» Try it: Only the lines containing "Target" should appear in the answer, copied from the listing below.

» Data provided:
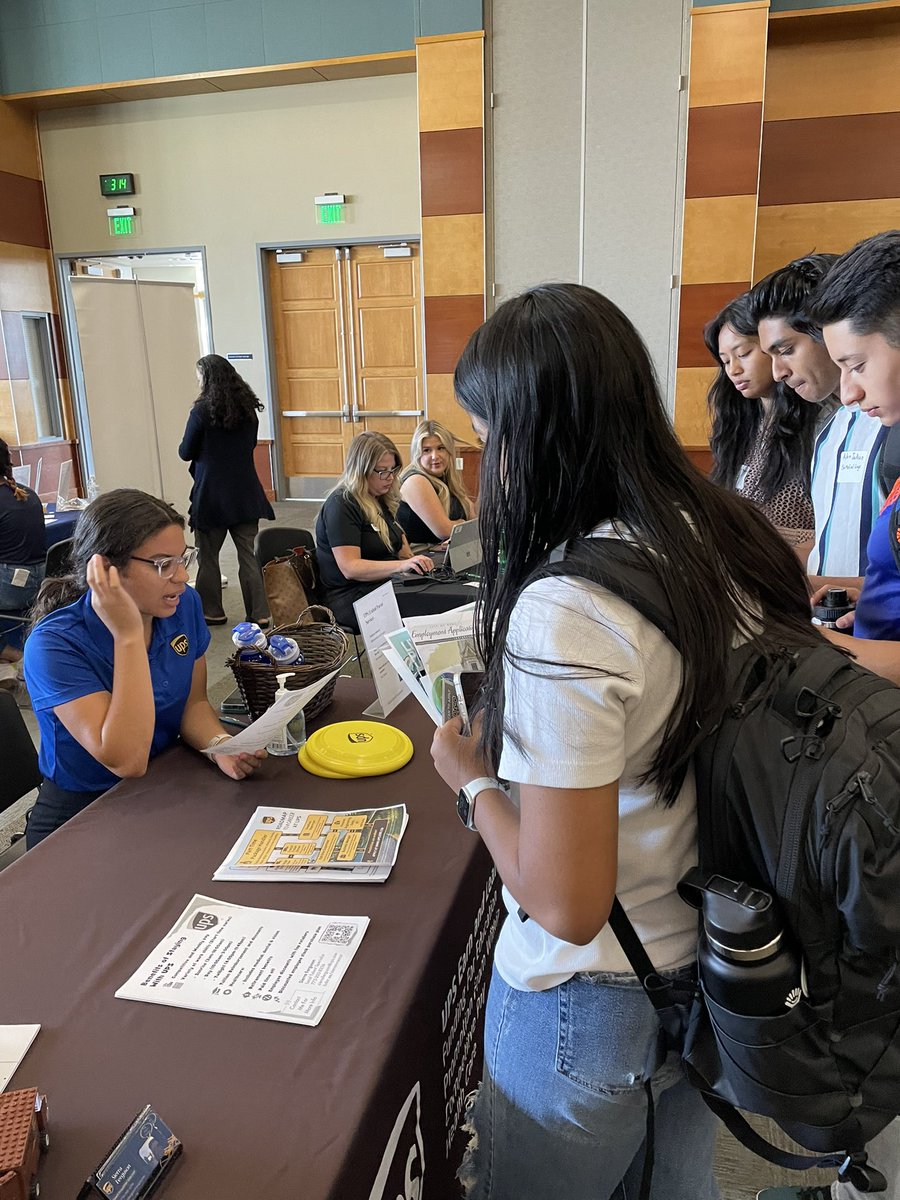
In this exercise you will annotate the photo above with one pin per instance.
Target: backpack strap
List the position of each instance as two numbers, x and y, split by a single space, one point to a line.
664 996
* * *
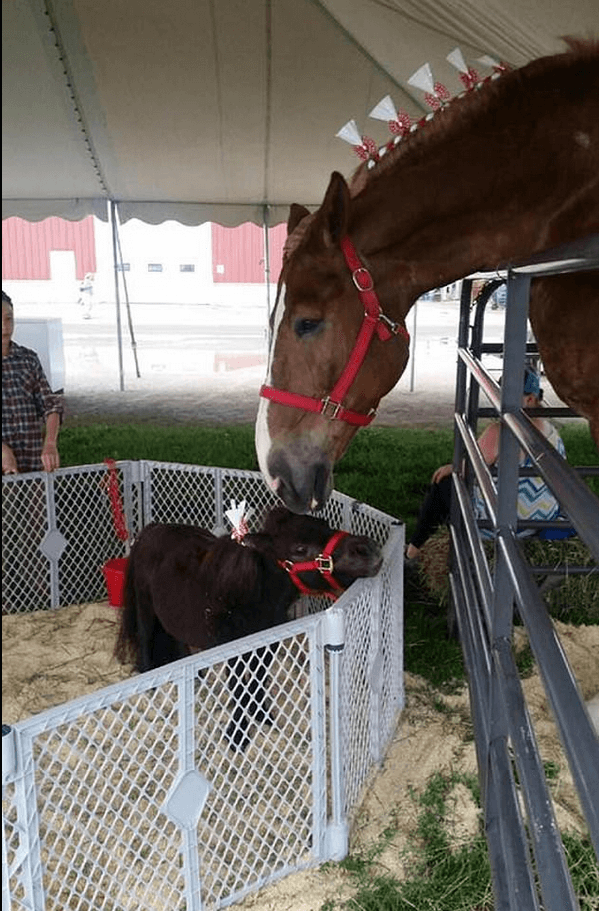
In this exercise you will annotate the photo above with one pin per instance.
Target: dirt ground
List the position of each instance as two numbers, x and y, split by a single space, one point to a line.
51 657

» Answer for this exercise:
Target: backpack strap
Target: dirt ground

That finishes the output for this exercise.